**OBJECTIVE:** Reproduce the stretch of the listing from the line containing "[spot] the red roof" through the line containing "(1200, 506)", replacing every occurrence of "Expected output" with "Reference points" and leaving all else unchanged.

Saved entries
— Start —
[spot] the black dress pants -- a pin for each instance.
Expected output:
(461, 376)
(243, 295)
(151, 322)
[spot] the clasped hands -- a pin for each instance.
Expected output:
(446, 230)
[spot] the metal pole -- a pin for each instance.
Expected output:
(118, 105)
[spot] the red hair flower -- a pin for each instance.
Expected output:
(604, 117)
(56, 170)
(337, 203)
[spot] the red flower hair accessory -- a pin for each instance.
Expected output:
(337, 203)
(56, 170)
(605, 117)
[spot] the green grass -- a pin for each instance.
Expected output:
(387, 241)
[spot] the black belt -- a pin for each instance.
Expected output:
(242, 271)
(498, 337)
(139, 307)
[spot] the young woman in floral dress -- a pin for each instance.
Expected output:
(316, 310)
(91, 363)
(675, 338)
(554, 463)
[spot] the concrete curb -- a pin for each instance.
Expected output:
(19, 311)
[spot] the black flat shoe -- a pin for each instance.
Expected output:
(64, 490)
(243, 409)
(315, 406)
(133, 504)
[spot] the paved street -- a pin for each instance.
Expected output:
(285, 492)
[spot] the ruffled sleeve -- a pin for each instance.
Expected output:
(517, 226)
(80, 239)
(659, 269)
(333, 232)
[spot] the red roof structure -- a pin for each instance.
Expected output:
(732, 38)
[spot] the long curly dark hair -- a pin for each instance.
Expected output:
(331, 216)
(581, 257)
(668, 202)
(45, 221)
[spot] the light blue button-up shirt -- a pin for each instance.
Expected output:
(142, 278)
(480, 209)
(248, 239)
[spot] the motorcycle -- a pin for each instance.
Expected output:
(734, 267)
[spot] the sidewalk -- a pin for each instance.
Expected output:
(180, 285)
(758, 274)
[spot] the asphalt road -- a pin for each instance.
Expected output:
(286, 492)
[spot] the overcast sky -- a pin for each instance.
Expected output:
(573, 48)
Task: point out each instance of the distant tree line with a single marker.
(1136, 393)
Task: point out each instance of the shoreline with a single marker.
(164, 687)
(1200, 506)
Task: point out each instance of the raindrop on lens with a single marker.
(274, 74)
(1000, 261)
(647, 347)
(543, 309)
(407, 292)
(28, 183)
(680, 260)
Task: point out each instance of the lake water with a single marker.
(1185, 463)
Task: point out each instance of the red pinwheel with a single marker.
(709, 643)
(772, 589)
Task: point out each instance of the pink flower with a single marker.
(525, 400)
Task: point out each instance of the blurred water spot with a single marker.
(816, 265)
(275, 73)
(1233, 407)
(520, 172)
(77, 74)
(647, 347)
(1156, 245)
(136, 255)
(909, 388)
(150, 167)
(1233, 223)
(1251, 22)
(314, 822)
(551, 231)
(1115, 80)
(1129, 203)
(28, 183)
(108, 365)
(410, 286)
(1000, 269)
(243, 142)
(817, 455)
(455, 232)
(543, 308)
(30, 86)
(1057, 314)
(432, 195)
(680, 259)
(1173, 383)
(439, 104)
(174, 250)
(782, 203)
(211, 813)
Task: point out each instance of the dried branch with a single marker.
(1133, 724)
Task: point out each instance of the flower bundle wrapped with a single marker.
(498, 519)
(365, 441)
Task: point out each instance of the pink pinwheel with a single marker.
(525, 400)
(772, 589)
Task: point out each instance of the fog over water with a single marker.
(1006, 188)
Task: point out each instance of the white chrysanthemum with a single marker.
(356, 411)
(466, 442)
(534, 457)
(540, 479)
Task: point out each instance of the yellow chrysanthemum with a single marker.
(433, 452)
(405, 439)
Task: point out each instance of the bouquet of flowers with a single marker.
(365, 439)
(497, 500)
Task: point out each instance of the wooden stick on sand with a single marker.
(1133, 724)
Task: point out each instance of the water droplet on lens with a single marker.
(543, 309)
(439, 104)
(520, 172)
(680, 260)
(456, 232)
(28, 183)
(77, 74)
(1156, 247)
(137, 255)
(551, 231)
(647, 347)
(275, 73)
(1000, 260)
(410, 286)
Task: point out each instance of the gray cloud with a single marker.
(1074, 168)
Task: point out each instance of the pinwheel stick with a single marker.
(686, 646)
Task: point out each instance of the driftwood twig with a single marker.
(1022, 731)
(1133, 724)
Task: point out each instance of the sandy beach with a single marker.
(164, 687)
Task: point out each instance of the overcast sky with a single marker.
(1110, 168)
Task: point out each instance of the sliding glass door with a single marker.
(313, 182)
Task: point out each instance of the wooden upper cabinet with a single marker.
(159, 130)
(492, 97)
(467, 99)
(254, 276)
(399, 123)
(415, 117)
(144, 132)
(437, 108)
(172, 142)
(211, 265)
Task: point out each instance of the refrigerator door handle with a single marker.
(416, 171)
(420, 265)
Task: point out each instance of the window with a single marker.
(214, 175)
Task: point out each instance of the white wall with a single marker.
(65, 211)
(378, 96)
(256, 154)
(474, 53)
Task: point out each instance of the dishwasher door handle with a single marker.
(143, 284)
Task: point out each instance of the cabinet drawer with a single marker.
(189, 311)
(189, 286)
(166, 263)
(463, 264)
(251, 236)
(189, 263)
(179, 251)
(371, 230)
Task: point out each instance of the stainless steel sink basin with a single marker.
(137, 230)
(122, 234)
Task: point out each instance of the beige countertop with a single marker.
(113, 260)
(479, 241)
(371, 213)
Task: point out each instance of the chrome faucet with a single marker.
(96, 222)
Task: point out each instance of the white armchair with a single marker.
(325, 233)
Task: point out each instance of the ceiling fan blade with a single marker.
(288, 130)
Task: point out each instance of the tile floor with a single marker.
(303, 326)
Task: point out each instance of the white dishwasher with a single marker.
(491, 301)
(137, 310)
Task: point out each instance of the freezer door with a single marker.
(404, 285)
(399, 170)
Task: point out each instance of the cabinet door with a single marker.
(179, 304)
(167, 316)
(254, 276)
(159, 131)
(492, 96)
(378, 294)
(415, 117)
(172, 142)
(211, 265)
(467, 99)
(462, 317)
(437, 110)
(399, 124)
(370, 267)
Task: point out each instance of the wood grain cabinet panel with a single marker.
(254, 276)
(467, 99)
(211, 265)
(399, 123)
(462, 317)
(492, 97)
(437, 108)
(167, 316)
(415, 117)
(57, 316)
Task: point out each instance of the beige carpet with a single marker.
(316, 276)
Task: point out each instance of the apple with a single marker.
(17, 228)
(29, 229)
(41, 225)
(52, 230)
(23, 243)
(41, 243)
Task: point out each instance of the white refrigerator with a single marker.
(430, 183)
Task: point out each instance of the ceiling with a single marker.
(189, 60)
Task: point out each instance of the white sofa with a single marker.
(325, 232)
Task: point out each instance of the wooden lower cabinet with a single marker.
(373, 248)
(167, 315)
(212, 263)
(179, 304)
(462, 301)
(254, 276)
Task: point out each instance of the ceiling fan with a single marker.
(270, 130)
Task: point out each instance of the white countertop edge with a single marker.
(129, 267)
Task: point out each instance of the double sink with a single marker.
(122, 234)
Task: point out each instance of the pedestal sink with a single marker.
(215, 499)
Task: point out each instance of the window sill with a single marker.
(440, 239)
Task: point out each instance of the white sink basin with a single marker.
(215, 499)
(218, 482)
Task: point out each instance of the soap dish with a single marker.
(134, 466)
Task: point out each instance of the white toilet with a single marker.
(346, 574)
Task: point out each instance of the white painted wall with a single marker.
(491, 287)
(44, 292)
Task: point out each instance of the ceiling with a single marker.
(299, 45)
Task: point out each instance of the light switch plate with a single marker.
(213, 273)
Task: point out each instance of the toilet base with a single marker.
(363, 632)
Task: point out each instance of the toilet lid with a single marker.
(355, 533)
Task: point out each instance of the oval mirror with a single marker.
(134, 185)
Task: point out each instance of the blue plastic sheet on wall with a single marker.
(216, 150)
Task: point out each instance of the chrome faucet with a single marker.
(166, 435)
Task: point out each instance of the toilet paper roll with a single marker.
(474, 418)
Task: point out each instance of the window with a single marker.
— End —
**FULL OUTPUT:**
[spot] the red roof structure -- a pin for each instance.
Reference points:
(732, 38)
[spot] the long curly dark hair -- a pin for each instance.
Reference points:
(331, 216)
(581, 257)
(668, 202)
(45, 221)
[spot] the light blue button-up shirt -- a pin for each instance.
Reference points:
(142, 278)
(480, 209)
(248, 239)
[spot] the motorcycle -- a pin for each instance.
Reference points:
(734, 267)
[spot] the sidewalk -- a pin for each instance.
Reference points:
(180, 285)
(758, 274)
[spot] the asphalt road -- a pin for each instance.
Reference points:
(286, 492)
[spot] the overcast sky -- a pin for each instance.
Reference points:
(573, 48)
Task: point out each instance of the distant tree line with a single marker.
(1136, 393)
Task: point out each instance of the shoreline with a single marker.
(164, 687)
(1200, 506)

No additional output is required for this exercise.